#### [Directions]
Print, in exact form, the lines below from the one containing "Point out every instance of the woman's nose" through the one containing "Point out every instance of the shirt collar", and omit all others.

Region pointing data
════════════════

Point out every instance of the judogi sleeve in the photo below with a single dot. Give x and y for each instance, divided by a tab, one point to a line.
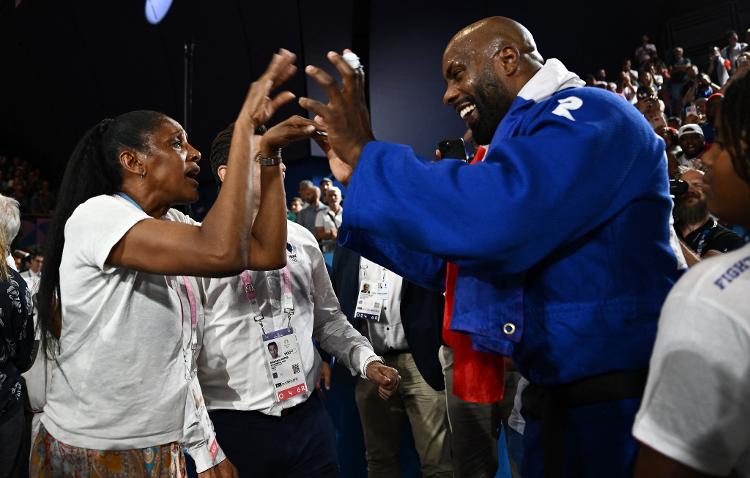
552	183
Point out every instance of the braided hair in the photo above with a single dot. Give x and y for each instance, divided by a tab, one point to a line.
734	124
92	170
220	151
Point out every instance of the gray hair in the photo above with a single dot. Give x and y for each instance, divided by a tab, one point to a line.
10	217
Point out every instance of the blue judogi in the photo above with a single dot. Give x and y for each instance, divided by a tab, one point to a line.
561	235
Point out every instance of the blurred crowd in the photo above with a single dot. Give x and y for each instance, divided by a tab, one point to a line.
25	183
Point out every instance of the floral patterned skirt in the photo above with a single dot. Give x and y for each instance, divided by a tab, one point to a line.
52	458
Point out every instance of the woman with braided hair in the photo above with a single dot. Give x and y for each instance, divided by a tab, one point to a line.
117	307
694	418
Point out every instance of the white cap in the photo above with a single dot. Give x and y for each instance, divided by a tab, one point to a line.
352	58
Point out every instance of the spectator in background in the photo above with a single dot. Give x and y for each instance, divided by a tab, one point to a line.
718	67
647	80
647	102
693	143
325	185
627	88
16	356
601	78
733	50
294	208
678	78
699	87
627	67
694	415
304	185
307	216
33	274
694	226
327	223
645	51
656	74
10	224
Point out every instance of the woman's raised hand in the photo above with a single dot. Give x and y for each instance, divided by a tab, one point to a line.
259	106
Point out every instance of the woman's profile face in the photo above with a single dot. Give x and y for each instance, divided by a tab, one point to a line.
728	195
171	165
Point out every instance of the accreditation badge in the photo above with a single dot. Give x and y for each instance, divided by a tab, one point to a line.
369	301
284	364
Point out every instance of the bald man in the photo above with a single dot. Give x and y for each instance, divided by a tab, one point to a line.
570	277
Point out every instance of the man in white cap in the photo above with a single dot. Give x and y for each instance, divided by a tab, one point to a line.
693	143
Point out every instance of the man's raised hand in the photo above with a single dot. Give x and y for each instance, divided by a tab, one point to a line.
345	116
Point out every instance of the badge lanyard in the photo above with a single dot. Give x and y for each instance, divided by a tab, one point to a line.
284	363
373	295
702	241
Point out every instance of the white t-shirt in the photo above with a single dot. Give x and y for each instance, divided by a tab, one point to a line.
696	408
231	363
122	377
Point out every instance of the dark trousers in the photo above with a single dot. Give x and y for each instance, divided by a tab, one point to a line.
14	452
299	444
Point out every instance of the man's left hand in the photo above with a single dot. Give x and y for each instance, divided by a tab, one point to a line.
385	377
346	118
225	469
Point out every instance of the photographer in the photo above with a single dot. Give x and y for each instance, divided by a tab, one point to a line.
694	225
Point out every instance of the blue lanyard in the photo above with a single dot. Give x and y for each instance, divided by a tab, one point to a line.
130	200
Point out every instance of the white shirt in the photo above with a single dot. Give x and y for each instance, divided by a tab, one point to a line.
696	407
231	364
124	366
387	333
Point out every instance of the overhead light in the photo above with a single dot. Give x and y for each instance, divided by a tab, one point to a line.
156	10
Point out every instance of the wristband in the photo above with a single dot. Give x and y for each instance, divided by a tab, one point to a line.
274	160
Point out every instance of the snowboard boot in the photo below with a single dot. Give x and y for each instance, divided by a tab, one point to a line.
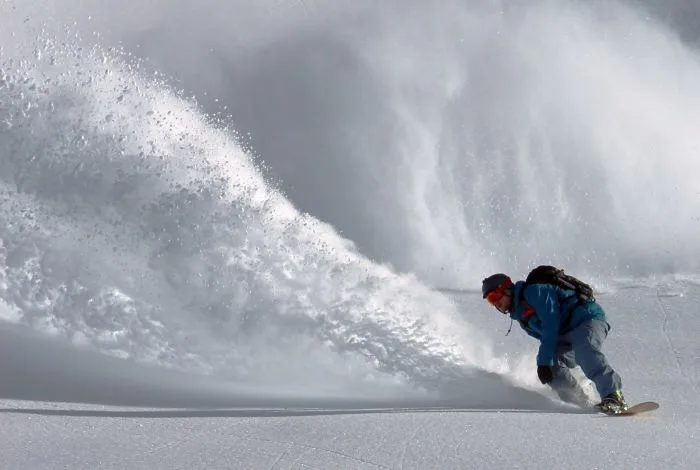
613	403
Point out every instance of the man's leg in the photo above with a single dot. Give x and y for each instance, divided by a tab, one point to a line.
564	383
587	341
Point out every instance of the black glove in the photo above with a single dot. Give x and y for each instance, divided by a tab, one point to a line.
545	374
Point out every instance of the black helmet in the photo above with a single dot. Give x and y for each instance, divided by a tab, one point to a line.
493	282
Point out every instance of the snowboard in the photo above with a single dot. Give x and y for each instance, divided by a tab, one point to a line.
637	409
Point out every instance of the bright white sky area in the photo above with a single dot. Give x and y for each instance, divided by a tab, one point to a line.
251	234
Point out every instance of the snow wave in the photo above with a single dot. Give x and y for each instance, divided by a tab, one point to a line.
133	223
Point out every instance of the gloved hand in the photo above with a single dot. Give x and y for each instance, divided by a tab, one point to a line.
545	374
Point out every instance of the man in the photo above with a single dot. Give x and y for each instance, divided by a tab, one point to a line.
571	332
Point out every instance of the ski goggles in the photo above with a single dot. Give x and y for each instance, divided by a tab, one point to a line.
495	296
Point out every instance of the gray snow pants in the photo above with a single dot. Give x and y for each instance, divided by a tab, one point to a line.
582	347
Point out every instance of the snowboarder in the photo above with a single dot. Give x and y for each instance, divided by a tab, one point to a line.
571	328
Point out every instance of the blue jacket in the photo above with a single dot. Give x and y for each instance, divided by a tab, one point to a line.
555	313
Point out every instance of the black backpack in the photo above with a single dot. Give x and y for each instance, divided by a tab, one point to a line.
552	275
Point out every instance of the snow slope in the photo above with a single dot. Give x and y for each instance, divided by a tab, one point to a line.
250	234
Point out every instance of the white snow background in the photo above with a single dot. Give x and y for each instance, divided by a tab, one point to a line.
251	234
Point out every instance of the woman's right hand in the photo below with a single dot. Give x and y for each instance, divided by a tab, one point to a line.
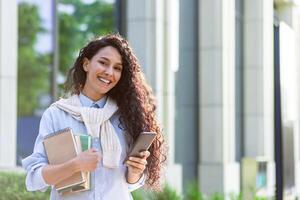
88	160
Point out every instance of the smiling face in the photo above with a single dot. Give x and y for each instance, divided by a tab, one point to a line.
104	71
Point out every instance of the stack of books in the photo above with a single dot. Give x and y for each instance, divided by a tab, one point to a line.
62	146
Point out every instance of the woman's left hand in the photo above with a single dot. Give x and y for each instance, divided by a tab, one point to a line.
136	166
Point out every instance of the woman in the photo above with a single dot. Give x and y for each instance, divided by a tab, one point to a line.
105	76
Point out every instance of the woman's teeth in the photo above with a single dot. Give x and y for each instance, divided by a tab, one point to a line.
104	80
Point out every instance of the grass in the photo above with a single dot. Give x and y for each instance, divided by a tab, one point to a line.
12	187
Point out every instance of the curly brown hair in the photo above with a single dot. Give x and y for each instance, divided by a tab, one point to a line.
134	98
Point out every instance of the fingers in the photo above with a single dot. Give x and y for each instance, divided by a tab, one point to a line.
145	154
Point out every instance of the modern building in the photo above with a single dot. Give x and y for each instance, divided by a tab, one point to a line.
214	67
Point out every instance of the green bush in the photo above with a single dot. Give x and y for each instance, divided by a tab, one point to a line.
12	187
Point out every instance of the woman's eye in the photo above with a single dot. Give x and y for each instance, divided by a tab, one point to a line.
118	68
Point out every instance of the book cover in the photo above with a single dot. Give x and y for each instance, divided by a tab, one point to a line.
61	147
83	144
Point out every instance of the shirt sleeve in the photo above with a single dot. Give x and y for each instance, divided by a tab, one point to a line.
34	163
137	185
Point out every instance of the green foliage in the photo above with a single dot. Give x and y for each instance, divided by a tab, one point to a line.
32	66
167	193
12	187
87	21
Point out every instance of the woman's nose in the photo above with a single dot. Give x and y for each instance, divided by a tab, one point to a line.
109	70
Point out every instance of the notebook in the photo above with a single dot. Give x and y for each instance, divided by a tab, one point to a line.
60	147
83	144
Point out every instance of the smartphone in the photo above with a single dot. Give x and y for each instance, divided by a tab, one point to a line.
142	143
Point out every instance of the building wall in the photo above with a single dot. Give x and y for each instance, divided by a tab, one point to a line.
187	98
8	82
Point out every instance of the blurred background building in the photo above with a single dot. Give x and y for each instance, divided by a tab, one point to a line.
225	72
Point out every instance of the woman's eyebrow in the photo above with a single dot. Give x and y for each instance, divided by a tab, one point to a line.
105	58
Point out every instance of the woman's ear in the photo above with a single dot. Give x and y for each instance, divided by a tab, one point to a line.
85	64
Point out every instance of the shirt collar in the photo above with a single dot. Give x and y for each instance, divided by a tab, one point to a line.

════════════════

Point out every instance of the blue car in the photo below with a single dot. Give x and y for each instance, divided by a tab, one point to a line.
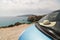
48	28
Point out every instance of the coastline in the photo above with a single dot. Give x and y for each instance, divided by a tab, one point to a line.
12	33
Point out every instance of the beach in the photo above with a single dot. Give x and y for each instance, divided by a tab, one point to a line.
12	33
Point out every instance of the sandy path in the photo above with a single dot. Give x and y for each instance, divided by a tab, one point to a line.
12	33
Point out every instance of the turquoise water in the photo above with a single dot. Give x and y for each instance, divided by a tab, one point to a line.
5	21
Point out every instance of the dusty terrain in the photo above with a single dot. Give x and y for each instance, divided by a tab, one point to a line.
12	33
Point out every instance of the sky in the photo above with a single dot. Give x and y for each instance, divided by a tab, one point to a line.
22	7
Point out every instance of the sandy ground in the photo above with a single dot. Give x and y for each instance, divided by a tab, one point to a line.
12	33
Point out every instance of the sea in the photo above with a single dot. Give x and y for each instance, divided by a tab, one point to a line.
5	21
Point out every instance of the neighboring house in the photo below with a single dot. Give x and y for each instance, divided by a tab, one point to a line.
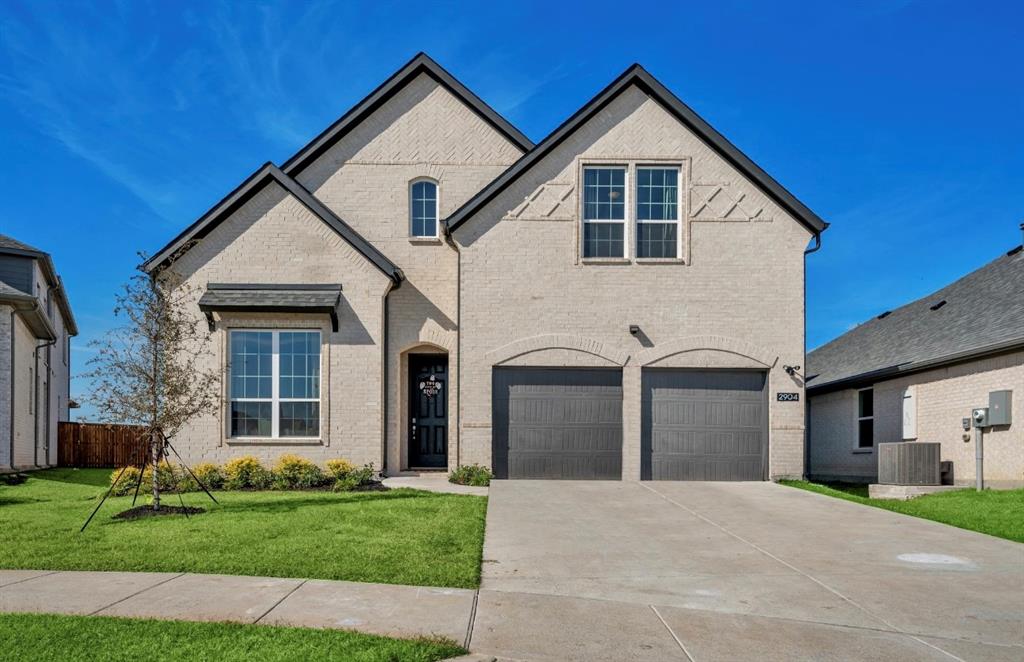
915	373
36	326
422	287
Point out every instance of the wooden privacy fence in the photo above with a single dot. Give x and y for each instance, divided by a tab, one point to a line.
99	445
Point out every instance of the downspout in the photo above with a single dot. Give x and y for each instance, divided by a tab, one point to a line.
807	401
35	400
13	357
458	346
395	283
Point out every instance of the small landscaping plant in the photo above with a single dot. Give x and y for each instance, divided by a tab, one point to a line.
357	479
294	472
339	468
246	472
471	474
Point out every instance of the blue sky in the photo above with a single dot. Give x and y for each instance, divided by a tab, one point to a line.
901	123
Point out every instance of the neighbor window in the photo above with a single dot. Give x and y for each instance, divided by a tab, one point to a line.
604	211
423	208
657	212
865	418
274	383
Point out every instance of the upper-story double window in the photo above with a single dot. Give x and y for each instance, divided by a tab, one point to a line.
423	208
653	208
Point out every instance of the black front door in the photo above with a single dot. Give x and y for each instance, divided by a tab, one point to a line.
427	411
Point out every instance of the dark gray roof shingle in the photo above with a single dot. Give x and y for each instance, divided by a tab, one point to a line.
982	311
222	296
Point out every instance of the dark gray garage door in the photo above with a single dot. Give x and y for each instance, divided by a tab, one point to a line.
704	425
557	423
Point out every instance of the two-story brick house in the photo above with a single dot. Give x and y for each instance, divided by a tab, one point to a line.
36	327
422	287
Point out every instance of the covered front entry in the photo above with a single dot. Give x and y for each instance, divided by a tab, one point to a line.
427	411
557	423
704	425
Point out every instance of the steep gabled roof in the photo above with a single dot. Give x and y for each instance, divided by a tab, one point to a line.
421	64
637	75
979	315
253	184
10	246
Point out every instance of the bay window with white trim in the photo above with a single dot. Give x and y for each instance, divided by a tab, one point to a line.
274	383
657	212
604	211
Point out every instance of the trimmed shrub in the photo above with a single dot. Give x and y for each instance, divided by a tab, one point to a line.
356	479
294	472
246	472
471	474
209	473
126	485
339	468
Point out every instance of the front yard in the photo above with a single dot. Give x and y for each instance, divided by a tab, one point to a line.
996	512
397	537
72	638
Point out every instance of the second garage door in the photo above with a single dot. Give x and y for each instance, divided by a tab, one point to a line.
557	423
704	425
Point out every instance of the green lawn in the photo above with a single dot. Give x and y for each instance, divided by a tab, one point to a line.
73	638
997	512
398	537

════════════════

#### [Answer for this exercise]
Point out every instance of the woman's nose in the photo above with a single dot. Give x and y for each instance, divided by a tab, one point to a line.
109	70
Point out every instance of the notebook in the photo above with a single dot. Give x and y for each instance, divided by a tab, one point to a line.
60	147
83	144
Point out every instance of the smartphone in the photo above with a single dot. Give x and y for each instance, divided by a tab, one point to a line.
142	143
Point out every instance of the building wall in the photo above with a single dot. Give x and y for each instance, divided by a tab, one point to a line.
187	98
8	82
Point out every instance of the blurred background building in the photo above with a single dot. Give x and y for each instance, divided by a tab, one point to a line.
225	72
Point out every instance of the woman's eyebrow in the photo above with a single dot. Give x and y for each instance, divided by a tab, one point to a line.
105	58
Point out every instance of the woman's ear in the photo above with a single dot. Give x and y for each instance, divided by a tab, one point to a line.
85	64
Point out every instance of the shirt collar in the photo above with a single dot. Give x and y for each instance, divided by a tab, one point to a line.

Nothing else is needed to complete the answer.